▶ [SOURCE EXCERPT]:
_____
Sharif-Emami holds that less attention was paid to the proper implementation
of the constitution during the later years of the reign of Mohammad-Reza
Shah than the earlier period. He asserts that the distribution of power
between the monarch and the three branches of government was gradually
changed in the Shah's favor.
Razmara as far as possible tried to discuss all issues in the council
of ministers because at that time  it was considered important for
the cabinet ministers to present their opinions and to offer advice before
signing government decrees. If they disagreed with the proposal, they were
to write "I disagree."
During Hoveida's era [1965-1977] many issues were not discussed in the
cabinet, each minister pursuing his own agenda [rather than acting collectively]
as the council. Decrees would be passed around and signed without discussion
or even a reading. However, in the earlier period, it was possible for
a decree to be discussed for two hours and either approved, rejected, or
revised. What I mean to say is that during the last years the situation
was such that the council of ministers was not involved in state affairs.
The issues of [the Ministry of] Post and Telegraph were the business
of its minister. The issues of the minister of finance were also his own.
They did not interfere very much in each other's affairs. This was a very
dangerous procedure and was against the constitution.
While in previous governments-both those that I led and those in which
I was a member-not only government bills, but also all cabinet decrees
had to be studied and it was possible that two or three ministers would
oppose it. Nevertheless, everyone had to sign the decrees. Those who were
opposed, would write, "I am opposed."
Sharif-Emami remembers Mohammad-Reza Shah as a patriotic leader deserving
of much respect. He does not, however, approve of the Shah's style of management.
Sharif-Emami says, "It was really too bad because he worked so hard
and strove so vigorously." However, to ensure his programs were implemented
his way, he did not give enough authority to his subordinates, nor did
he have sufficient confidence in them.
If he had granted greater authority to those in charge, he could have
questioned and dismissed them if they made mistakes. This is why over time
his control over the state diminished-was nearly lost. If one attends to
details, one loses a sense of the big picture. Unfortunately, His Majesty
made this mistake. Those who could occasionally advise him told him, "Your
Majesty, it is better if you do not meet with all the ministers. Do not
receive all of them. Do not attend to every detail. Spend your time on
major issues." To read excerpts from the book in Persian click
Notes on the Interview
Sharif-Emami's memoirs were recorded by me during three sessions lasting
a total of nine hours on May 13, 1982 and May 12 and 24, 1983 at his apartment
in New York City. Although I had met Mr. Sharif-Emami a number of times
before the Revolution, I had not seen him since then.
_____
▶ [TASK INSTRUCTIONS]:
**A.** Rename "monarch" as "sovereign" in the Sharif-Emami excerpt and copy out the part starting with "Sharif-Emami holds that" and going on through "the Shah's favor.".
**B.** Translate this sentence from the Sharif-Emami excerpt into Spanish: "If one attends to details, one loses a sense of the big picture."
The listing after this excerpt comes from an unrelated source.

▶ [SUPPLIED MATERIAL]:
_____
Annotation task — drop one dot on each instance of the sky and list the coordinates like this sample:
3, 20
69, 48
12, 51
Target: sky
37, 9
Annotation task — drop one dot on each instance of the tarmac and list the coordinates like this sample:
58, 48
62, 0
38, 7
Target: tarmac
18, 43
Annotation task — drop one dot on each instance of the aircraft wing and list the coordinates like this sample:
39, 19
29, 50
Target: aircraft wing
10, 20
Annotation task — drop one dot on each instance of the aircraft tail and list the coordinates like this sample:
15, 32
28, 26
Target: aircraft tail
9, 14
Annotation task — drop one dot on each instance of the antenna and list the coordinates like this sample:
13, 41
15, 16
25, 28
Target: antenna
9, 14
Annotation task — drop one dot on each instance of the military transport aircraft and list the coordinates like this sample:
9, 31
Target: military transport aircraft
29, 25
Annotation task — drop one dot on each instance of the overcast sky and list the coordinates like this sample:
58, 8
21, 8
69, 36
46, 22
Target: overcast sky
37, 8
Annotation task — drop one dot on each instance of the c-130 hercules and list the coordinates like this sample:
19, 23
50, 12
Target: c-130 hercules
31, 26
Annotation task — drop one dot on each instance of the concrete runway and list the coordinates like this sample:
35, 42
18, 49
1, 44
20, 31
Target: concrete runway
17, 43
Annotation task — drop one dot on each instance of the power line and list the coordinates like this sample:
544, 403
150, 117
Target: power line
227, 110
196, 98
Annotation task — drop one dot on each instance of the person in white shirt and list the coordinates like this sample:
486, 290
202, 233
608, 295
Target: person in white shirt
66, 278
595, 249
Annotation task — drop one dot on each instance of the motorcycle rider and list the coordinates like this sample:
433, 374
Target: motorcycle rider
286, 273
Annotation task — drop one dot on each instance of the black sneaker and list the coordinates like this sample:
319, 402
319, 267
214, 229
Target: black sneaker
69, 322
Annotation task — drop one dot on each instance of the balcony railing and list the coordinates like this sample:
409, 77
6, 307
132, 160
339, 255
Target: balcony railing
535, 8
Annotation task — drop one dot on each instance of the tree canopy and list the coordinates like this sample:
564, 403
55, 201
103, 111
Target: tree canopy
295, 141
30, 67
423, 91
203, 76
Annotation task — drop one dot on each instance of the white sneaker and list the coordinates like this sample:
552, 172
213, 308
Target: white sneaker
_____
▶ [RESULTS IN ORDER]:
**A.**
Sharif-Emami holds that less attention was paid to the proper implementation
of the constitution during the later years of the reign of Mohammad-Reza
Shah than the earlier period. He asserts that the distribution of power
between the sovereign and the three branches of government was gradually
changed in the Shah's favor.

**B.** Si uno se ocupa de los detalles, pierde la visión de conjunto.